• [EXERCISES TO COMPLETE]
1/ From the brewers' meeting thread, reproduce word for word the part that opens with the words containing "Hope to see" and closes with "being in April.".
2/ Extend the forum thread about the West Coast Brewers meeting, starting after its last line.

• [GIVEN TEXT]
---*---
# Wcb January '08 Meeting, Monday 14th January, 7.30pm @ Rivervale C



## randyrob (7/1/08)

Hello Everyone,

Just a reminder the next West Coast Brewers Meet is on Monday 14th January, 7.30pm @ Rivervale Community Centre MAP LINK HERE

anyone in WA that has made a new years resolution to brew beer, brew better beer or at least drink better beer should come for a look-see to see what we get up to, anyone is welcome.

i've been to a few meetings now and you have my word the guys don't scratch or bite, some of them are even friendly 

for any more info about the club just click on the website link on my sig below 

Hope to see all the usual suspects plus some new faces?

Rob.


----------



## big d (7/1/08)

Just checked my work roster twice and can only make 6 meetings this year.First one being in April.
Im not overly impressed as i was hoping to get to some more meets this year.

Cheers
Big D


----------



## Kai (8/1/08)

I reckon my roster allows me to attend this one.


----------



## randyrob (8/1/08)
---*---
• [RECORDS]
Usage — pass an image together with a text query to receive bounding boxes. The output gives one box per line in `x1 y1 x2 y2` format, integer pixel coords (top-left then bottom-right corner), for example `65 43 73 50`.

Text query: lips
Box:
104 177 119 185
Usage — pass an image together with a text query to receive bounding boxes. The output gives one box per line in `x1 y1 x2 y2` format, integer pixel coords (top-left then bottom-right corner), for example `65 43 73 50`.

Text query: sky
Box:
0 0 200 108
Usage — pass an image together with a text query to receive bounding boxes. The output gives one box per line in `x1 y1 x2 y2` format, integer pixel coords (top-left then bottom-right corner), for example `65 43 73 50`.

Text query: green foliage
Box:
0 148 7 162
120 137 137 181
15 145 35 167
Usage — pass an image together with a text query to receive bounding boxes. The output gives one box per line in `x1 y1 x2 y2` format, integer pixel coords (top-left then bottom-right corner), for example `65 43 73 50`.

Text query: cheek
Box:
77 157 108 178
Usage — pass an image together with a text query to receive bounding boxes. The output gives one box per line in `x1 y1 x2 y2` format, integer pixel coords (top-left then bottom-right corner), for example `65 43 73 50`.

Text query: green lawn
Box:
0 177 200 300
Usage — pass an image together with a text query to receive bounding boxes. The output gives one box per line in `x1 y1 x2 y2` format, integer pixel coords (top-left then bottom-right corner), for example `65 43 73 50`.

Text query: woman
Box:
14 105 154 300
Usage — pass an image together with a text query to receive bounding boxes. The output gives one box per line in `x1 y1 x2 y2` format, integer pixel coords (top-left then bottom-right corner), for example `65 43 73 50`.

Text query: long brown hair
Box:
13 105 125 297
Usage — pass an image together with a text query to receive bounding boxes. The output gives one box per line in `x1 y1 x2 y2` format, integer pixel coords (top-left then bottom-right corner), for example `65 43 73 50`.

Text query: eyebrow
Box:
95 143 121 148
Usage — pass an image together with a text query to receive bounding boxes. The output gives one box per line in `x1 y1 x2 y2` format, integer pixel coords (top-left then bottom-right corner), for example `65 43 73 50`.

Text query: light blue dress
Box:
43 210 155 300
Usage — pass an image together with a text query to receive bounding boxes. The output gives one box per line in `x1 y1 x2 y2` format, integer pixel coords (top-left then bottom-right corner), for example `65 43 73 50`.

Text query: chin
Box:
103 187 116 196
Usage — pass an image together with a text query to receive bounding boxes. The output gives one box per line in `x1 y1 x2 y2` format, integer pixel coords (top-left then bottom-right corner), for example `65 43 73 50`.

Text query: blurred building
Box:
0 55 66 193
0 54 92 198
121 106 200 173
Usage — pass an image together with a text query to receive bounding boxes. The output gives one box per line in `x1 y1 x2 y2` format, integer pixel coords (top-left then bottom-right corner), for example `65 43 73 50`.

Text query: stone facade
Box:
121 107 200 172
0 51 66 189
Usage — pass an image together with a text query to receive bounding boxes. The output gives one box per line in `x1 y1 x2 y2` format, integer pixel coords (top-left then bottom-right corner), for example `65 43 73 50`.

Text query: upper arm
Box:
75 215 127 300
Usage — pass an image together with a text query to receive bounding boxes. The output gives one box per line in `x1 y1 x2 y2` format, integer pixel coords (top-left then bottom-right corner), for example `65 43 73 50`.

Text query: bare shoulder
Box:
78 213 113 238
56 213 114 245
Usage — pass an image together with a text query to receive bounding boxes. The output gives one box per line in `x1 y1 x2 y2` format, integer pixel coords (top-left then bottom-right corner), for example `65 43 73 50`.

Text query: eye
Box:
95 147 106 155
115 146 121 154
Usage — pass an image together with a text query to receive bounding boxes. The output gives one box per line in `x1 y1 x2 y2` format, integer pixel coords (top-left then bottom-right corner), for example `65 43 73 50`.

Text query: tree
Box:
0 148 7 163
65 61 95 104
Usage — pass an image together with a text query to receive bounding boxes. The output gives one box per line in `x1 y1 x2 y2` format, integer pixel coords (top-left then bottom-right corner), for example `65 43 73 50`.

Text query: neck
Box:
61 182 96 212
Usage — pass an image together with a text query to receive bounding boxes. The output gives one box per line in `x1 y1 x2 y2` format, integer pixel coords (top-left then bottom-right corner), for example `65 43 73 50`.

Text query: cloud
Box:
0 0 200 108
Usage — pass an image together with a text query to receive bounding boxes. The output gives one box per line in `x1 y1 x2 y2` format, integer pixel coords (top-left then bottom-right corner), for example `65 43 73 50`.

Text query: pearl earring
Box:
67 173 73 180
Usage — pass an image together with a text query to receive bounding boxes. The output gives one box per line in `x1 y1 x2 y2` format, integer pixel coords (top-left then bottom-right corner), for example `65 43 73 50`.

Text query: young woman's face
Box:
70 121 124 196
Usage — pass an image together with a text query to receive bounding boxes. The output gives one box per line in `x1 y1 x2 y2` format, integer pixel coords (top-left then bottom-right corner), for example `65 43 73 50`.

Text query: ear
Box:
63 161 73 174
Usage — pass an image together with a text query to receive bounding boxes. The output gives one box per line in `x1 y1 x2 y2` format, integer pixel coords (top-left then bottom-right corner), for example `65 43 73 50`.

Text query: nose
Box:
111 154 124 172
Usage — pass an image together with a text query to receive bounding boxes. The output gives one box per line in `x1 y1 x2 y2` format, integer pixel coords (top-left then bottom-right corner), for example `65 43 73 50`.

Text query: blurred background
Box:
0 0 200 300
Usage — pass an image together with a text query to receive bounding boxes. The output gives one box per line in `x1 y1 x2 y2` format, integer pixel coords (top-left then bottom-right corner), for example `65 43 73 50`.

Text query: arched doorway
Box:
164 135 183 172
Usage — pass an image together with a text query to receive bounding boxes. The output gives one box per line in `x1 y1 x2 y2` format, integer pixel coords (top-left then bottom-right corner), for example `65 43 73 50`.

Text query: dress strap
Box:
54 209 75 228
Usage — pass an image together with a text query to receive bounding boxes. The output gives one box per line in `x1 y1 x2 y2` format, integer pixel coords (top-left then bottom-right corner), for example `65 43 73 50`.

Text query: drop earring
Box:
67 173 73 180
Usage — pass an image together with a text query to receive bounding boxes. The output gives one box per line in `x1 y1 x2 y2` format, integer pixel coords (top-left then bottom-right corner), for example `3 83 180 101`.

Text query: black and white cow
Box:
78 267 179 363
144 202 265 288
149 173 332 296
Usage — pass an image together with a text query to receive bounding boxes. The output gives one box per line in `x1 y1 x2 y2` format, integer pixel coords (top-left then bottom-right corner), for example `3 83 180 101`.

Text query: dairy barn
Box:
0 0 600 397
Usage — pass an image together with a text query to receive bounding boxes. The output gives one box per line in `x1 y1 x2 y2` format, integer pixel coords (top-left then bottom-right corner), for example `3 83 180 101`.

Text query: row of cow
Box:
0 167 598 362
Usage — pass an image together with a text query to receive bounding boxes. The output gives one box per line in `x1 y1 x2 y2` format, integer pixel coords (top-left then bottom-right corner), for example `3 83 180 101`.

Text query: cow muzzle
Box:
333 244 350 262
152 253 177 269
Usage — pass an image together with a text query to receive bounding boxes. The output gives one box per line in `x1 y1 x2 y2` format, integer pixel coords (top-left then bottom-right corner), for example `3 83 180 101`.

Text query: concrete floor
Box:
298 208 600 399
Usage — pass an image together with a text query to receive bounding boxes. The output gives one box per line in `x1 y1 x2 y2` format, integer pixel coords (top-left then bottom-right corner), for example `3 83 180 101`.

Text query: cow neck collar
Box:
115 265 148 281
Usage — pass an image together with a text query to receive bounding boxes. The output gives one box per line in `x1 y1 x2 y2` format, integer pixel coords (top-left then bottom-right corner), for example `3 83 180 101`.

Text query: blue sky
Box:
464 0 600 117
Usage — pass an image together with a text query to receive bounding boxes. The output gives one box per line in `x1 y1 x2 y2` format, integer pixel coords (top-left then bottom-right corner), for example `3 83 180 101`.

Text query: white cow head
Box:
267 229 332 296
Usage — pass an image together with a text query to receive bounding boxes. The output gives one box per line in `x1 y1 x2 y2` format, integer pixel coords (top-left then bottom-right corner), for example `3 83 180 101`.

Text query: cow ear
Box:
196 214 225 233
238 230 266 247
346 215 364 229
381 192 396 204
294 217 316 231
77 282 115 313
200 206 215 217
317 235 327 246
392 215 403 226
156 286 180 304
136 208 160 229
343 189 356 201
---*---
• [EXPECTED ANSWERS]
1/
Hope to see all the usual suspects plus some new faces?

Rob.


----------



## big d (7/1/08)

Just checked my work roster twice and can only make 6 meetings this year.First one being in April.

2/
i forgot to even check with my rooster... gobble gobble





6 is still not bad big d, see u in april!


----------



## ausdb (9/1/08)

Just remember Folks that the Ironbrewer results will be announced this meeting so make sure are there.

Plus it's time to dig deep and cough up your membership dues for the year again and as I am now chief embezzeler (treasurer) I will hunt you down like a dog to make sure I can fund my brewery expansion program if you don't pay up h34r: h34r: 

PS RandyRob your Roster looks real good maybe we can deepfry it at the next brewday


----------



## Kai (15/1/08)

Well, my work rooster said yes but my sleep rooster said bugga-yoodle-yoo. I'm gunne give up on these babies, I think.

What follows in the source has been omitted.